* **TEXT**

-.-.-

On 06/10/2011 10:03 AM, Richard Guenther wrote:
>>> *((volatile int *)&a[0] + 1)
>>
>> It would be correct to fold it to
>>
>> VIEW_CONVERT_EXPR<volatile int,a[1]>
>
> No, it wouldn't be correct.  It isn't correct to fold it to an array-ref
> that isn't volatile.

Hmm?  The C expression produces a volatile int lvalue referring to the 
second element of a, as does the VIEW_CONVERT_EXPR.  They seem 
equivalent to me.

Jason

On Fri, 10 Jun 2011, Jason Merrill wrote:

> On 06/10/2011 10:03 AM, Richard Guenther wrote:
> > > > *((volatile int *)&a[0] + 1)
> > > 
> > > It would be correct to fold it to
> > > 
> > > VIEW_CONVERT_EXPR<volatile int,a[1]>
> > 
> > No, it wouldn't be correct.  It isn't correct to fold it to an array-ref
> > that isn't volatile.
> 
> Hmm?  The C expression produces a volatile int lvalue referring to the second
> element of a, as does the VIEW_CONVERT_EXPR.  They seem equivalent to me.

no, a VIEW_CONVERT_EXPR is generally not an lvalue (fold for example
would turn the above to (volatile int) a[1]).

-.-.-

* **WRITTEN TASKS**
a - In the thread, what would fold turn the VIEW_CONVERT_EXPR expression into?
b - Copy the thread from "On Fri, 10 Jun" to "seem equivalent to me.", renaming "lvalue" to "l-value" throughout.
The rows that come next are not required for anything here.

* **RECORDED DATA**
-.-.-

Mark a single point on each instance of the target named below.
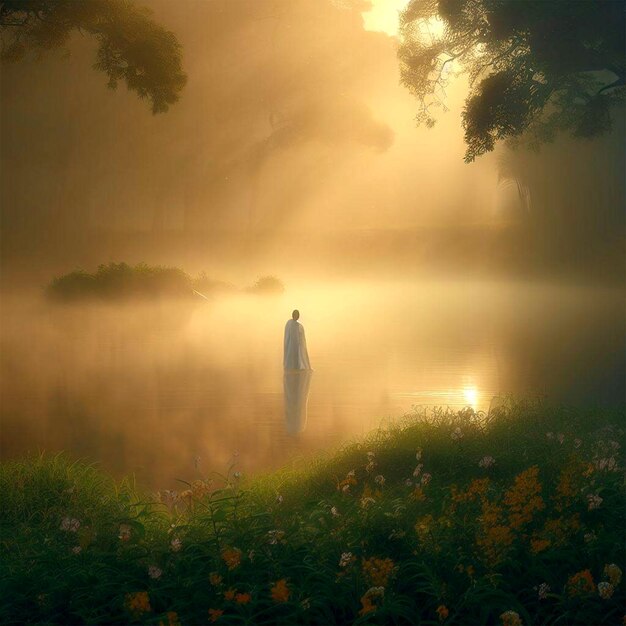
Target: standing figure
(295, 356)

-.-.-

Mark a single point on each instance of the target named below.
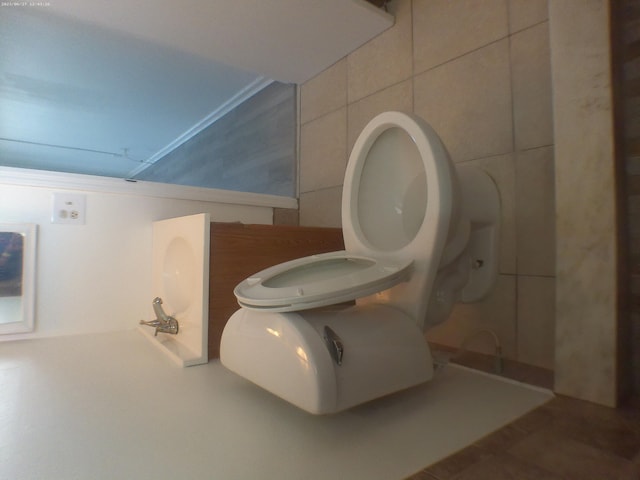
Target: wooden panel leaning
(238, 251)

-.-.-

* **THE RESULTS**
a - (volatile int) a[1]

b -
On Fri, 10 Jun 2011, Jason Merrill wrote:

> On 06/10/2011 10:03 AM, Richard Guenther wrote:
> > > > *((volatile int *)&a[0] + 1)
> > > 
> > > It would be correct to fold it to
> > > 
> > > VIEW_CONVERT_EXPR<volatile int,a[1]>
> > 
> > No, it wouldn't be correct.  It isn't correct to fold it to an array-ref
> > that isn't volatile.
> 
> Hmm?  The C expression produces a volatile int l-value referring to the second
> element of a, as does the VIEW_CONVERT_EXPR.  They seem equivalent to me.